Tugas Latihan a:
Tolong sajikan baris-baris dalam daftar sebagai daftar bernomor tanpa baris kosong, dari baris yang memuat "Scan the picture and mark every tub faucet" sampai baris yang memuat "[290,140,369,399]".

Potongan Dokumen:

BAB
I
PENDAHULUAN
A. Latar Belakang Masalah
Secara kultural, pendidikan pada umumnya berada dalam
lingkup peran, fungsi dan tujuan yang tidak bebeda. Semuanya dalam upaya untuk
menegakkan martabat manusia melalui transmisi yang dimilikinya.
Dunia pendidikan Islam dengan pendidikan pada umumnya, kadang-kadang memang mempunyai persamaan dan kadang-kadang juga memiliki perbedaan. Persamaan akan timbul karena sama-sama berangkat dari dua arah pendidikan yakni dari diri manusia yang memang fitrahnya untuk melakukan proses pendidikan, kemudian dari budaya yakni masyarakat yang memang menginginkan usaha warisan nilai, maka semua memerlukan pendidikan.
Pendidikan nasional menggalakan potensi individu secara menyeluruh dan terpadu
untuk mewujudkan insan yang seimbang dan harmonis dari segi intelektual, rohani
dan iman, berdasarkan kepada kepercayaan dan kepatuhan kepada Tuhan Yang Maha
Esa. Ada
penekanan dalam bidang rohani maupun jasmani manusia dalam sistem pendidikan
nasional merupakan ciri-ciri pendidikan Islam. Karena itu kurikulum pendidikan
keagamaan merupakan bagian yang dimuat dalam kurikulum pendidikan maupun yang
melekat pada setiap pelajaran sebagai bagian dari pendidikan nilai.
Mengenai pendidikan agama itu sendiri pada dasarnya cukup mewarnai
perjalanan bangsa Indonesia ,
apalagi bila dilihat dari dimensi historis. Sebelum pemerintah kolonial Belanda
memperkenalkan sistem pendidikan Barat yang sekuler, diketahui bahwa pesantren
merupakan satu-satunya lembaga pendidikan formal yang ada di Indonesia.
B. Rumusan Masalah
Berdasarkan latar belakang di atas maka saya membatasi atau
merumuskan masalah dalam makalah ini sebagai berikut:
1. Apa
pengertian dan tujuan Pendidikan Agama Islam ?
- Bagaimana Pendidikan Agama
dalam Sistem Pendidikan Nasional?
- Bagaimana Implementasi
Nilai-nilai Agama dalam Sistem Pendidikan Nasional?
- Apa Saja Permasalahan yang ada
dalam Pendidikan Islam di Indonesia?
C. Tujuan
1. Untuk mengetahui apa pengertian dan
tujuan pendidikan Agama Islam.
2. Untuk mengetahui bagaimana pendidikan
agama dalam sistem pendidikan nasional.
3. Untuk mengetahui bagaimana implementasi
nilai-nilai agama dalam sistem pendidikan nasional.
4. Untuk mengetahui
permasalahan-permasalahan yang ada dalam pendidikan Islam di Indonesia.
BAB
II
PEMBAHASAN
A.

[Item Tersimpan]

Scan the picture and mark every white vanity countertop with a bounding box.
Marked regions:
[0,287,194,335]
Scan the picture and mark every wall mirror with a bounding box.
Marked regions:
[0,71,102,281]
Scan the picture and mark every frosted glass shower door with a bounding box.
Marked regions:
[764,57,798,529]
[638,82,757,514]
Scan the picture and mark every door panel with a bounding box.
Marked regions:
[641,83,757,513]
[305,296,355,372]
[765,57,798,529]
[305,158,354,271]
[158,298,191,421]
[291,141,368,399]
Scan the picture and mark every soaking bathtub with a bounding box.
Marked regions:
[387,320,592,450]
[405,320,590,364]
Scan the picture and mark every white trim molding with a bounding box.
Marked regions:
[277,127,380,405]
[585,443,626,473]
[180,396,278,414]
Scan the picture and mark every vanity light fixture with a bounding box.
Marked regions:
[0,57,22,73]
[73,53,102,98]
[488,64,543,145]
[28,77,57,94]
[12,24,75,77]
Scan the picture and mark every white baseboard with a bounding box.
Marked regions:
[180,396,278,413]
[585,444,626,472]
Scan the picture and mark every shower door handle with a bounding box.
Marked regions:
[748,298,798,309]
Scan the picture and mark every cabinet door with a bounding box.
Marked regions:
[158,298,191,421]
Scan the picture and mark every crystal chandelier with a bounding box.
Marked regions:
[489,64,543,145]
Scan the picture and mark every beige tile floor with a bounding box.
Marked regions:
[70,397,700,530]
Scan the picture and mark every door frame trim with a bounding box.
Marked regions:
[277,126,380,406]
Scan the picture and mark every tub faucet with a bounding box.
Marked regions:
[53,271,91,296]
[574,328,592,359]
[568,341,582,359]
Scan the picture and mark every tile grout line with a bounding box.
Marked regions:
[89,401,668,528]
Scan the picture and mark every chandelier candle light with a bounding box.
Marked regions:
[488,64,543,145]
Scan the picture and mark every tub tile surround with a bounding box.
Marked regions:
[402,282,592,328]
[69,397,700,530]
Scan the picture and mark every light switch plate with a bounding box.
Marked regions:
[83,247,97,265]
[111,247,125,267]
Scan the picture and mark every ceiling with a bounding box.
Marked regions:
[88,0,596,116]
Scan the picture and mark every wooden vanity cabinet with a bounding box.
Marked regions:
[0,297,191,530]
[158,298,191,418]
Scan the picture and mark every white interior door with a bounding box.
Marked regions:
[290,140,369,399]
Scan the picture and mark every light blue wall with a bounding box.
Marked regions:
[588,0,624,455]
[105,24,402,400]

Tugas Latihan b:
Menurut teks pendahuluan, lembaga apa yang menjadi satu-satunya lembaga pendidikan formal di Indonesia sebelum pemerintah kolonial Belanda memperkenalkan sistem pendidikan Barat?

Hasil yang Benar a:
1. Scan the picture and mark every tub faucet with a bounding box.
2. Marked regions:
3. [53,271,91,296]
4. [574,328,592,359]
5. [568,341,582,359]
6. Scan the picture and mark every tile grout line with a bounding box.
7. Marked regions:
8. [89,401,668,528]
9. Scan the picture and mark every chandelier candle light with a bounding box.
10. Marked regions:
11. [488,64,543,145]
12. Scan the picture and mark every tub tile surround with a bounding box.
13. Marked regions:
14. [402,282,592,328]
15. [69,397,700,530]
16. Scan the picture and mark every light switch plate with a bounding box.
17. Marked regions:
18. [83,247,97,265]
19. [111,247,125,267]
20. Scan the picture and mark every ceiling with a bounding box.
21. Marked regions:
22. [88,0,596,116]
23. Scan the picture and mark every wooden vanity cabinet with a bounding box.
24. Marked regions:
25. [0,297,191,530]
26. [158,298,191,418]
27. Scan the picture and mark every white interior door with a bounding box.
28. Marked regions:
29. [290,140,369,399]

Hasil yang Benar b:
Pesantren.